*** Opening of Given information ***

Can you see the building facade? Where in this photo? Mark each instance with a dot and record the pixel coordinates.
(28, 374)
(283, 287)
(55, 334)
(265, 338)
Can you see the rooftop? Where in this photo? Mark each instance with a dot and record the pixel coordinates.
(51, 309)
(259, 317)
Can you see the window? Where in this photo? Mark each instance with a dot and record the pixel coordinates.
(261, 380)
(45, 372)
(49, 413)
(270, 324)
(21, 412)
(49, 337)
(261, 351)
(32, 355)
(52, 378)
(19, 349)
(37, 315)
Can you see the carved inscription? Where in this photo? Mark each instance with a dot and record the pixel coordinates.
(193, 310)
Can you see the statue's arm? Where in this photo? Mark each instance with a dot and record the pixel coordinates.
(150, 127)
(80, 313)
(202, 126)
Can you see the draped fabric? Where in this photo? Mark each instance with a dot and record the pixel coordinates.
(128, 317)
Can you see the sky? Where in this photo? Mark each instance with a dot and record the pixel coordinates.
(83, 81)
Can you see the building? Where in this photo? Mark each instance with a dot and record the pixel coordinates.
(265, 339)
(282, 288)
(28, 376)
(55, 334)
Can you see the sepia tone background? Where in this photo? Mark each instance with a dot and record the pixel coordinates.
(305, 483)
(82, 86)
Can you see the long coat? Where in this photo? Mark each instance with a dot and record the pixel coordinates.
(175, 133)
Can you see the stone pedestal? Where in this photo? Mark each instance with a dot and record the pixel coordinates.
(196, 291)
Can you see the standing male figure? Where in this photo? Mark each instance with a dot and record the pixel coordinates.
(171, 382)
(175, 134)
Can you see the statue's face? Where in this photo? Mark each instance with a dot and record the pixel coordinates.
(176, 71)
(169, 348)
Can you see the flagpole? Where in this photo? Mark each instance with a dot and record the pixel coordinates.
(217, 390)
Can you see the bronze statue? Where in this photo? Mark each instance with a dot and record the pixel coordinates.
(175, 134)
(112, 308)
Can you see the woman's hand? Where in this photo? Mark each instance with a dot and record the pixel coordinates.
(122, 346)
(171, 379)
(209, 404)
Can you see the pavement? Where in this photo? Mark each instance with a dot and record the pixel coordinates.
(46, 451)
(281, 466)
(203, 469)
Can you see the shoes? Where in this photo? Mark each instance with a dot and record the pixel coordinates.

*** Close of Given information ***
*** Opening of Given information ***

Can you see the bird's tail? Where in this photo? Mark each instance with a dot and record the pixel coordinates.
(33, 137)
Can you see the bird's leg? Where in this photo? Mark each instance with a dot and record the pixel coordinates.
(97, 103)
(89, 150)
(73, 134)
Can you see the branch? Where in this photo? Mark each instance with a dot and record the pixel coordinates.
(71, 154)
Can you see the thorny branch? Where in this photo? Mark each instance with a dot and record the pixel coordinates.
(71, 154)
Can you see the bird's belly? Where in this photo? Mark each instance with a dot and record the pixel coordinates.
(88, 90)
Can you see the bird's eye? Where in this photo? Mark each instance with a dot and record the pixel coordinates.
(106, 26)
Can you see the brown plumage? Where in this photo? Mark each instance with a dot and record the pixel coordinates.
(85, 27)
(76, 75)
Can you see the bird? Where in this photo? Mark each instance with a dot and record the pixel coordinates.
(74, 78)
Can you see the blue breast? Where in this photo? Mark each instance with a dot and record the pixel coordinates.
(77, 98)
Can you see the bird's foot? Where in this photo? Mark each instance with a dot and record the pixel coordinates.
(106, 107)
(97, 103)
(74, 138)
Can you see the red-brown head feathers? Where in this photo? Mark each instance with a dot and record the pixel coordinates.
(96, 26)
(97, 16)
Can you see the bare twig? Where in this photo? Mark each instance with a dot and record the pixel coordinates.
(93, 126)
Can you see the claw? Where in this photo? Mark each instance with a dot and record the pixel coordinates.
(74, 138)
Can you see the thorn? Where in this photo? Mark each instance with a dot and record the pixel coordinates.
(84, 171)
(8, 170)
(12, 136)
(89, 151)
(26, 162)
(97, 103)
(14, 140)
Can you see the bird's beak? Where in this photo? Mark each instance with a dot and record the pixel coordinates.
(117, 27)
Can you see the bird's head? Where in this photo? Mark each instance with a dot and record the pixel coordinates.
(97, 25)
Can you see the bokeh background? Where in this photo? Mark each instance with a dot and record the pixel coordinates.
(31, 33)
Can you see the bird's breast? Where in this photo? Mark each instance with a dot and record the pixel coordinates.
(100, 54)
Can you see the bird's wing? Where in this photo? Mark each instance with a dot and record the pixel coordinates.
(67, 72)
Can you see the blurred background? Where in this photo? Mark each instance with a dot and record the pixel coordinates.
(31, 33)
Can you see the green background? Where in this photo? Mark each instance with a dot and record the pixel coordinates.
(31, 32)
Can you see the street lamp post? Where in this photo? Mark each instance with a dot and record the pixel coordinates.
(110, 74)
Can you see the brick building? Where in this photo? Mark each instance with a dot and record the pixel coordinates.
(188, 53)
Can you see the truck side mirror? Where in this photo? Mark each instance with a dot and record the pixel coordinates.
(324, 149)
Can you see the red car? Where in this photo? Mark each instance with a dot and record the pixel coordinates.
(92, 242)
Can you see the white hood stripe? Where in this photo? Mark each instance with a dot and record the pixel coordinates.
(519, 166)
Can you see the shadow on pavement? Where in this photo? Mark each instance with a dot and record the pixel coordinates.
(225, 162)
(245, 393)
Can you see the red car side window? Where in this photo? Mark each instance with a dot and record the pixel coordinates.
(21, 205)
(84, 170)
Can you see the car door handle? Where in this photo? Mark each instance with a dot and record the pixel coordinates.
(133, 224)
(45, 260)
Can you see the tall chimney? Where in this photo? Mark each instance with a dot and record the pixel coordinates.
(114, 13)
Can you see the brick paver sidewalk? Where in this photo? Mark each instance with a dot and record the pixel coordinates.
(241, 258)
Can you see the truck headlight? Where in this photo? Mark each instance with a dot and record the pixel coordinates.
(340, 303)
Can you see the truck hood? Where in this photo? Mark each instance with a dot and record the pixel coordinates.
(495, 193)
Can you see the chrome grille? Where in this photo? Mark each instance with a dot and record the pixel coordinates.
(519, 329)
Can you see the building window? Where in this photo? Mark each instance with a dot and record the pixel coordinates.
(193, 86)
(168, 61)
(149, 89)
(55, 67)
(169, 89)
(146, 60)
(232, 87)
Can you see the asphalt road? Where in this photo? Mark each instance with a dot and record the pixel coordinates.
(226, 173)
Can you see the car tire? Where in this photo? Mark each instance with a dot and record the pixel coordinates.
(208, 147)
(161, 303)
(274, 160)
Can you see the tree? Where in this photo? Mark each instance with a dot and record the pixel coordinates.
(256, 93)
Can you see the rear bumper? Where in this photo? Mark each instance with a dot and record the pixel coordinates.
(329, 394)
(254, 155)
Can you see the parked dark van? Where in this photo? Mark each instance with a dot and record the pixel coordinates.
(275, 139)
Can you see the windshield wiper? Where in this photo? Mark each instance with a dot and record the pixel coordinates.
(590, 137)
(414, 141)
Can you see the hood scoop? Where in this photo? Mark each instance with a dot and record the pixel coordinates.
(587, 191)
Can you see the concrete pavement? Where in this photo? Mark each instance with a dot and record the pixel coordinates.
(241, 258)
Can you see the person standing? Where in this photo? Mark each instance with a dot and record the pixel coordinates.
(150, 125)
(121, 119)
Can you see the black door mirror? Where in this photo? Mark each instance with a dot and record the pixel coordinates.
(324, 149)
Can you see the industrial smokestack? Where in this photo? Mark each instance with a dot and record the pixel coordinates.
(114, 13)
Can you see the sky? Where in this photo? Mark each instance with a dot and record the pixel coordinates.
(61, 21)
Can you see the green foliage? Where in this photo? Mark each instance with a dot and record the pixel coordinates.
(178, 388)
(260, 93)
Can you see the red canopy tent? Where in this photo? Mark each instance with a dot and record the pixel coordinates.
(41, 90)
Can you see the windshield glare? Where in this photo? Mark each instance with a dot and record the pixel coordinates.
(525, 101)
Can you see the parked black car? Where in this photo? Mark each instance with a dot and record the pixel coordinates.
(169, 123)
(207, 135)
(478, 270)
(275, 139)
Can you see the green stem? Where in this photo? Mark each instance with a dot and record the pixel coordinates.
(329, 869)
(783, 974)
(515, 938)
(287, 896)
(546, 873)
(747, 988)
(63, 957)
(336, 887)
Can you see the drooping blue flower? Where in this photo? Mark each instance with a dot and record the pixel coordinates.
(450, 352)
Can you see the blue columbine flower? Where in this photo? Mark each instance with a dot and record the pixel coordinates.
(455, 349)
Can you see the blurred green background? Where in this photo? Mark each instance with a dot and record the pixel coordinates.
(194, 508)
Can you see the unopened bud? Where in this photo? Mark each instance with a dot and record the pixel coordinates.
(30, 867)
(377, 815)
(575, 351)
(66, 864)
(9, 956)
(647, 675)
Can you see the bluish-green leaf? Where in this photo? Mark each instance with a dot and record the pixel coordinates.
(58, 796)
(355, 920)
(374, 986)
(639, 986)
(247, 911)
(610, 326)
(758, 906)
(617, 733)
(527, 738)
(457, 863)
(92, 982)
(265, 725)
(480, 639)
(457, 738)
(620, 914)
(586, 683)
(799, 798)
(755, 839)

*** Close of Given information ***

Look above for the line holding "Can you see the woman's" and the line holding "Can you see the shoes?", then output exactly those two lines and every line between them, nothing more.

Can you see the woman's hand? Where in this photo? Mark each instance with a dot and record the pixel coordinates.
(122, 346)
(171, 379)
(209, 404)
Can you see the pavement? Where in this photo? Mark each instance with a dot and record the pixel coordinates.
(46, 451)
(281, 466)
(203, 469)
Can you see the shoes? Where in this photo? Mark each instance with a dot and record the pixel coordinates.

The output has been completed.